• _Ausgewählter Auszug_:
##########

Bevor es an die Waffe geht bekommen wir theoretischen Unterricht. Denise ist unsere Ausbilderin. Ihre Waffe nennt sie zärtlich „Stella“, trägt sie unter der Bluse griffbereit im Hosenbund. „Ohne Stella gehe nicht einmal zum Briefkasten. Wenn man seine Waffe ernst nimmt, wird sie irgendwann zu einem selbstverständlichen Accessoires, so wie die Handtasche. Sollte ich in eine gefährliche Situation kommen, bin ich gewappnet“.

Amerikaner und ihre Waffen. Die meisten Deutschen assoziieren damit sofort modernes Wild-West, im Kopfkino rattern Bilder von Straßengangs, Serienkillern oder Amokschützen. Privater Waffenbesitz ist in Deutschland verpönt. Das sture Beharren der Amis auf ihr „second amendment“, den zweiten Zusatzartikel der Verfassung, der ihnen das Recht auf eine Waffe gibt, ist Deutschen suspekt. Während der Amerikaner seine Waffe als probates Mittel sieht, sich gegen Bedrohung und Gefahr zur Wehr setzen zu können, betrachten die Deutschen dieses Konzept mit großer Ablehnung.

##########

• _Erfasste Daten_:
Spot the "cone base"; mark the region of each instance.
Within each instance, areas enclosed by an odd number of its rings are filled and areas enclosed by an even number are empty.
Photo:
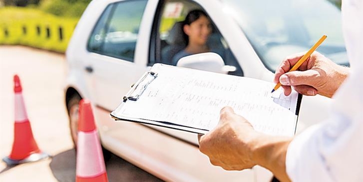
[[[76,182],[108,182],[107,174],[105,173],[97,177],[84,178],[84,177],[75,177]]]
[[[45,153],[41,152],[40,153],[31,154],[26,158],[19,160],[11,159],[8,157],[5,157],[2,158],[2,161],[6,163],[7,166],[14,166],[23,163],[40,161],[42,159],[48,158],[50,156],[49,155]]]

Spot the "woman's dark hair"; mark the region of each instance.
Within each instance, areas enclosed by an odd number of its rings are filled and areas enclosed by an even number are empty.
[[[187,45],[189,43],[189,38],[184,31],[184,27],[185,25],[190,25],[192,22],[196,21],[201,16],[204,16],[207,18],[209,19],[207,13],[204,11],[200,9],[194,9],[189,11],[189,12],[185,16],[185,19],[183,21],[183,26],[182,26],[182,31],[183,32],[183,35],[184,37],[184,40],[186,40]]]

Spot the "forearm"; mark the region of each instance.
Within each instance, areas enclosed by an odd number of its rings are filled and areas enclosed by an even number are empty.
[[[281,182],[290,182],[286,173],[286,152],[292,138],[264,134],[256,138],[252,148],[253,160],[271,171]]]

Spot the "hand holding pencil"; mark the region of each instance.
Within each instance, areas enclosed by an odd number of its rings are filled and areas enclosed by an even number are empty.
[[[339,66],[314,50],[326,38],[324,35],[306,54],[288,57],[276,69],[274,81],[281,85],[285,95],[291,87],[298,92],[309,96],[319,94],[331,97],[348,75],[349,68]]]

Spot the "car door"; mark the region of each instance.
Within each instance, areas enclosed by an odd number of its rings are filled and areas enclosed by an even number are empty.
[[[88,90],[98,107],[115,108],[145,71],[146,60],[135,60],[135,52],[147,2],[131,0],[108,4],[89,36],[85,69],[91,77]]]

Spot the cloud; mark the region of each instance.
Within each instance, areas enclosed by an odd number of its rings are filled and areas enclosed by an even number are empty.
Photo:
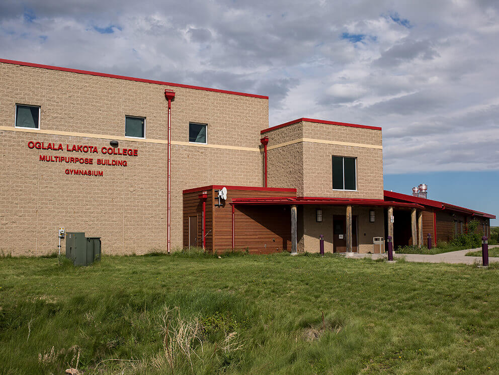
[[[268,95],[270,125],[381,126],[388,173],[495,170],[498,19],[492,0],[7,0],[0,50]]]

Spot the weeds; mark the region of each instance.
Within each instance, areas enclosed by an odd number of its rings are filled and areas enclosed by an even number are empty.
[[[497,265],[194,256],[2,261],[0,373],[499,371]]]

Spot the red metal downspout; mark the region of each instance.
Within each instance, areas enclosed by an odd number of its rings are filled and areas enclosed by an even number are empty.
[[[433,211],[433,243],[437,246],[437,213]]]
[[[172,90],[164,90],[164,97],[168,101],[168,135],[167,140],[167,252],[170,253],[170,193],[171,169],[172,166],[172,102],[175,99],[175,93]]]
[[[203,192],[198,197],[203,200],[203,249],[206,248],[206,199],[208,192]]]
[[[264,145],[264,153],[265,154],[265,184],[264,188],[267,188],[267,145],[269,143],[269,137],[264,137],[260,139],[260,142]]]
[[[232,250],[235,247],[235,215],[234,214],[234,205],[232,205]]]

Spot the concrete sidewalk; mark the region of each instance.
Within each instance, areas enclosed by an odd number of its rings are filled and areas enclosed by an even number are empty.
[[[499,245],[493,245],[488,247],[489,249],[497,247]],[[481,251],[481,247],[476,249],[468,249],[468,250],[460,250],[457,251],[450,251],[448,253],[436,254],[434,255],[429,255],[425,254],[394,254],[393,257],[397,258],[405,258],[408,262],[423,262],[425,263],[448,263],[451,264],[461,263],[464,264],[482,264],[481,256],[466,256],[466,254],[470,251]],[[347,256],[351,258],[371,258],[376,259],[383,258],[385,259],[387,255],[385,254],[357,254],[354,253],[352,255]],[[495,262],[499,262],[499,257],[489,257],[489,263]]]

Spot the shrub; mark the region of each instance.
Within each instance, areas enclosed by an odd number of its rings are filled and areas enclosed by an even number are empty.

##########

• _Arbeitsauftrag_: Führe den Text über den Waffenunterricht und die Haltung von Amerikanern und Deutschen zu Waffen im Anschluss an seinen letzten Satz fort.

• _Ergebnis_:
Das wiederum können die Teilnehmerinnen meines Kurses nicht nachvollziehen. „Ich will mich wehren können und für mich ist eine Schußwaffe „The Great Equalizer“. Wenn ich von einem Mann angegriffen werde, bin ich körperlich unterlegen. Die Waffe gibt mir Augenhöhe,“, sagt Patty, die aus Pennyslvania zugezogen ist und die geltenden Gesetze in Florida lernen möchte. Alle zehn Frauen sind ihrer Meinung. Ich erzähle von der Situation in Deutschland, den Messerangriffen, die sich in den letzten Jahren vervielfacht haben. Florinda, eine pensionierte Lehrerin, nickt. „Ich habe im Fernsehen gesehen, dass ein Mann auf dem Spielplatz Kinderwagen mit dem Messer attackierte. Hierzulande hätte ein Vater oder eine Mutter schon beim ersten Stich eine Waffe gezogen. Bei euch konnte der einfach weiter auf die Kinder einstechen. Warum lasst ihr das zu?“ Gute Frage.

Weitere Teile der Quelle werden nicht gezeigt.